● **Aim of the task**: Pull out every line with the word "cover" from the entries below.

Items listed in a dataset
-=-=-=-=-
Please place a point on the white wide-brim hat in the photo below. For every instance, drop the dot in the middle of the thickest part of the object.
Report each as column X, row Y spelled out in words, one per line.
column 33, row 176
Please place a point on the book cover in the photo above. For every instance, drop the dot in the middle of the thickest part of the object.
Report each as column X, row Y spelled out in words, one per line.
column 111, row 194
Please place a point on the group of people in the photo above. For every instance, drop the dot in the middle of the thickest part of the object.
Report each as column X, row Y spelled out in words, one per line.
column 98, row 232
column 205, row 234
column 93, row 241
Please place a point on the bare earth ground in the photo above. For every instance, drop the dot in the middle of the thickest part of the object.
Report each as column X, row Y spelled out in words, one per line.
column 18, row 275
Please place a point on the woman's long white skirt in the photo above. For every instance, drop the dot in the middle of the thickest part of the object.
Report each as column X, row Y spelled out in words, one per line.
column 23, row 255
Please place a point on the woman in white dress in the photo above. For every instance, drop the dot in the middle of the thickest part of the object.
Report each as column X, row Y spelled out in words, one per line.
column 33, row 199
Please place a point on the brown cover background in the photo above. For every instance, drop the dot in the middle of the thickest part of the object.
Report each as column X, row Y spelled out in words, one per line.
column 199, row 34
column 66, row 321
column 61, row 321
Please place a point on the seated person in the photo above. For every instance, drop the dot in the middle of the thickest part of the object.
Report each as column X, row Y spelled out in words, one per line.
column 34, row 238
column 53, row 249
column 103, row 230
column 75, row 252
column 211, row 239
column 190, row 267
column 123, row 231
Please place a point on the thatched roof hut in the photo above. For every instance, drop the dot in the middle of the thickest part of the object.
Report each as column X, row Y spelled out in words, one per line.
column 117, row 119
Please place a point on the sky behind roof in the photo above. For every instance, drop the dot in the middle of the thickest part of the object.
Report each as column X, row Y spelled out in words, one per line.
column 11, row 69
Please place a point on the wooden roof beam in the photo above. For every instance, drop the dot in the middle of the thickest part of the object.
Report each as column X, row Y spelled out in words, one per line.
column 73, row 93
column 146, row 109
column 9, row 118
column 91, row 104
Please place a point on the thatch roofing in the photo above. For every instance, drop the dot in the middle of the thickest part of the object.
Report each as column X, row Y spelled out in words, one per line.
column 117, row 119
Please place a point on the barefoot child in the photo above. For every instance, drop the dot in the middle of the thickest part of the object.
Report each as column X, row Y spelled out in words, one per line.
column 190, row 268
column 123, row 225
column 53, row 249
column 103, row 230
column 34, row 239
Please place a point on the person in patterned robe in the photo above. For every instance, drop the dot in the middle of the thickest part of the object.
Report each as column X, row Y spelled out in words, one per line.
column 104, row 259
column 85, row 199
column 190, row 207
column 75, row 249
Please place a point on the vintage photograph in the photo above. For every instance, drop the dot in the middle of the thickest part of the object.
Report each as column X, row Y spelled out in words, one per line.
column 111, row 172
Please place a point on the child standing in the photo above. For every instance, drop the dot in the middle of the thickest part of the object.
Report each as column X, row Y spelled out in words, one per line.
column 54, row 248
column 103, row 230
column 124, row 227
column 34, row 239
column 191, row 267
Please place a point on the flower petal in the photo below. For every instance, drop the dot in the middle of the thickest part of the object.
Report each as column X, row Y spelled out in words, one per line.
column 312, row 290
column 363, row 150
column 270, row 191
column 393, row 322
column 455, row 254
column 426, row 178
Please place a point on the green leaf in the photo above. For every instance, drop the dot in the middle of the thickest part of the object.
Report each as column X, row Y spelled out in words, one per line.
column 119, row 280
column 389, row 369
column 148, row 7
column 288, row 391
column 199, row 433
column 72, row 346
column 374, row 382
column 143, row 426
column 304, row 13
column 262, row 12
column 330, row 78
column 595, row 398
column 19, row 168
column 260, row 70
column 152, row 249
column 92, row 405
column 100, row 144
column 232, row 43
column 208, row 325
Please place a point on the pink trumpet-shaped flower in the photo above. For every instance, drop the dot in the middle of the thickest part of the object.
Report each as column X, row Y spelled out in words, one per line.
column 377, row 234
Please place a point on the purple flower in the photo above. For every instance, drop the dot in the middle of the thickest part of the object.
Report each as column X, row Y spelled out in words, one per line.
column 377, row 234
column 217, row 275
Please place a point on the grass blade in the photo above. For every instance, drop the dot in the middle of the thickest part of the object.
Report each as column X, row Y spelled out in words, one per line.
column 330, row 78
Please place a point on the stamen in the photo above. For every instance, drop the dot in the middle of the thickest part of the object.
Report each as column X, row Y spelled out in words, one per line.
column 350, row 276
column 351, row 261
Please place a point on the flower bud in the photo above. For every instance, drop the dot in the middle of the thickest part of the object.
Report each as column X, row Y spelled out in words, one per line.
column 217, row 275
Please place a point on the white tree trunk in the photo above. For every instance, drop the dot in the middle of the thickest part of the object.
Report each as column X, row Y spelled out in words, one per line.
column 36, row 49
-=-=-=-=-
● **Answer to this task**:
Please place a point on the book cover in the photo above. For every instance, drop the dot in the middle of the thickest part of the object.
Please place a point on the brown cover background in the photo above. For every instance, drop the dot in the middle of the thickest part of the object.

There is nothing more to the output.